┌─ Página
Pero Trump no es un hombre de exquisiteces. Tlaib y sus compañeras de escuadrón a las que negó su identidad estadounidense (Alexandria Ocasio-Cortez, Ayanna Pressley e Ilhan Omar) lo tienen todo para sufrir el desdén del presidente. Son mujeres. No son blancas. Son de izquierdas sin complejos. Dos de ellas son musulmanas. Las otras, latina y negra. Y, como Trump, saben cómo usar las redes y atraer la atención de los medios. Al narcisista Trump pocas cosas le irritan más que perder foco.

Inmigrantes, sí. Pero blancos

Hay una lección obvia de la polémica: el racismo del presidente. El nacionalismo a la europea es un cuerpo extraño en el ecosistema político estadounidense, un país de emigrantes con un elevado sentimiento patriótico. Pero eso, nacionalismo, es lo que entraña el América, primero trumpiano. Todo nacionalismo identifica de saque un ellos y un nosotros, quién forma parte del colectivo, la nación, y quién no. Para Trump, para sus amigos de la Fox, para muchos estadounidenses, el nosotros es blanco, protestante y anglófono.  De ahí el delirio con la partida de nacimiento de Barack Obama. De ahí el «vuélvanse a su país» a las congresistas proferido por el hijo y nieto de inmigrantes escoceses y alemanes. Inmigrantes, sí. Pero blancos.

Más allá de la constatación del concepto del país del presidente, conviene no olvidar la principal lección de estos años de trumpismo: no menospreciar a Trump. La diatriba con el escuadrón llega en el momento en que el Partido Demócrata se dispone a dilucidar en unos meses una pregunta clave: ¿Cuál es la mejor forma de derrotar a Trump? ¿Un giro a la izquierda u otra Hillary Clinton? ¿Qué alma se impondrá en el Partido Demócrata, la de Bernie Sanders o Joe Biden? De la decisión que surja de las primarias dependerá en gran medida la reelección de Trump. Con su diatriba, Trump marca el terreno de juego: el Partido Demócrata es como el escuadrón, radical, comunista, anti-israelí y anti-americano. Es el enemigo interno. Porque los votantes que le pueden dar la reelección, pobres o ricos, estudiantes de la Ivy League u obreros en paro de detroit, son ante todo blancos, protestantes y anglófonos. Y muchos de ellos, hombres. A su miedo, inseguridades y bajos instintos apela Trump.
└─
Instrucción 1: Enumera todos los calificativos que, según el artículo sobre Trump, el presidente aplica al Partido Demócrata al equipararlo con el escuadrón.
Instrucción 2:
Responde a estas preguntas a partir del artículo sobre Trump:
(a) ¿De qué origen eran los inmigrantes de los que desciende el presidente?
(b) ¿Qué dos figuras representan las almas en disputa dentro del Partido Demócrata?
(c) ¿Cuántas de las integrantes del escuadrón son musulmanas?
Instrucción 3: Reproduce literalmente el fragmento del artículo sobre Trump que comienza en las palabras "Pero Trump no" y termina tras "que perder foco.".
┌─ Datos proporcionados
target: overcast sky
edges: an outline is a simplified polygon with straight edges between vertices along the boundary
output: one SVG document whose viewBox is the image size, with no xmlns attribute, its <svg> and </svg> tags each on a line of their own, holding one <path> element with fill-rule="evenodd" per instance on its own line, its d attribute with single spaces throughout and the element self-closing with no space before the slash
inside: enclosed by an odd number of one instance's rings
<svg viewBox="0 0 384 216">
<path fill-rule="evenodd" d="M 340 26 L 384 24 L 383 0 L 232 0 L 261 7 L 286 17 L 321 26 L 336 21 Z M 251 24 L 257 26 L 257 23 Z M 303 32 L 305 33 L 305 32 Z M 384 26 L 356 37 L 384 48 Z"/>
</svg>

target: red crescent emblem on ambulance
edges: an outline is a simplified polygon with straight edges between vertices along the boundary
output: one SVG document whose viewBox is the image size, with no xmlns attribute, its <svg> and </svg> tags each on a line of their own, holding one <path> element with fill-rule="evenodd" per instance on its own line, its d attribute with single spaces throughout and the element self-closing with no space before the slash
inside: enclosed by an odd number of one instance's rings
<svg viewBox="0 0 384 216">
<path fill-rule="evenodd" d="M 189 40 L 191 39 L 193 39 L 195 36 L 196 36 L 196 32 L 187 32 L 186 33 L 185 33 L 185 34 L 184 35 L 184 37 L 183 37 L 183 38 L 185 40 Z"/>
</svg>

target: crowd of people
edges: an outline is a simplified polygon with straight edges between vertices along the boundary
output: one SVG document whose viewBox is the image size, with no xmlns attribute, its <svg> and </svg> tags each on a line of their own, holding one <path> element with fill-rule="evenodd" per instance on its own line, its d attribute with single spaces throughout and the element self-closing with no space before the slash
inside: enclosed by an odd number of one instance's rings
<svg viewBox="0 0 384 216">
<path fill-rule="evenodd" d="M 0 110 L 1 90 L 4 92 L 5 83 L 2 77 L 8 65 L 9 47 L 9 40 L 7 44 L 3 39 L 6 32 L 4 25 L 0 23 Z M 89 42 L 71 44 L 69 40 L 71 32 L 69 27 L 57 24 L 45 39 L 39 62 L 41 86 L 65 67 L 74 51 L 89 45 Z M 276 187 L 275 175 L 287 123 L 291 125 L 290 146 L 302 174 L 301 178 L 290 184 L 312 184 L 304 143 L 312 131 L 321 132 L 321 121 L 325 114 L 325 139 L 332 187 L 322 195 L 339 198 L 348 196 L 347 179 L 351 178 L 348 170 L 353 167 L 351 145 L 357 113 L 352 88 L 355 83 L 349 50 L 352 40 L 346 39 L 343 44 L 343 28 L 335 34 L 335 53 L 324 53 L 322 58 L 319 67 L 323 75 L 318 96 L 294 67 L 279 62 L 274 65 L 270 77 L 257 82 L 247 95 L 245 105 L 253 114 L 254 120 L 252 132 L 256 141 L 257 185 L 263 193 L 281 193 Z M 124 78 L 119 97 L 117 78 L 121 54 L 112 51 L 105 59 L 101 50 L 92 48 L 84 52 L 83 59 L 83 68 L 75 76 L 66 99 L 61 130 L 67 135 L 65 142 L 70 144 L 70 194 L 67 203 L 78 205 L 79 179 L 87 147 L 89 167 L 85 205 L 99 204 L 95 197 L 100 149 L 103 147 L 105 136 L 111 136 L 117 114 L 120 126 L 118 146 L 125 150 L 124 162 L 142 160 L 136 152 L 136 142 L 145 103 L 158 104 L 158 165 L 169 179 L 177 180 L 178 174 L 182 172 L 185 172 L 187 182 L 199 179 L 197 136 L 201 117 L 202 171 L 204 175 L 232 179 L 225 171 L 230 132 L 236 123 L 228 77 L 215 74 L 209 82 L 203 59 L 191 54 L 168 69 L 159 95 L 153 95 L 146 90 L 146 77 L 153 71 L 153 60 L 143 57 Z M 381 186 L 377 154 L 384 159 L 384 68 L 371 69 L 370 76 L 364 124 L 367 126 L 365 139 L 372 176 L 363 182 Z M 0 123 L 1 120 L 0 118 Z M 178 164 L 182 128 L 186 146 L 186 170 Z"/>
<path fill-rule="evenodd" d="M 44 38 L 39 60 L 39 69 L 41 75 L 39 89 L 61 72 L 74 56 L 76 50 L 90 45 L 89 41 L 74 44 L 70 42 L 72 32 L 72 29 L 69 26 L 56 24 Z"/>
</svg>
└─
Respuesta 1: Radical, comunista, anti-israelí y anti-americano.

Respuesta 2:
(a) Escoceses y alemanes.
(b) Bernie Sanders y Joe Biden.
(c) Dos.

Respuesta 3:
Pero Trump no es un hombre de exquisiteces. Tlaib y sus compañeras de escuadrón a las que negó su identidad estadounidense (Alexandria Ocasio-Cortez, Ayanna Pressley e Ilhan Omar) lo tienen todo para sufrir el desdén del presidente. Son mujeres. No son blancas. Son de izquierdas sin complejos. Dos de ellas son musulmanas. Las otras, latina y negra. Y, como Trump, saben cómo usar las redes y atraer la atención de los medios. Al narcisista Trump pocas cosas le irritan más que perder foco.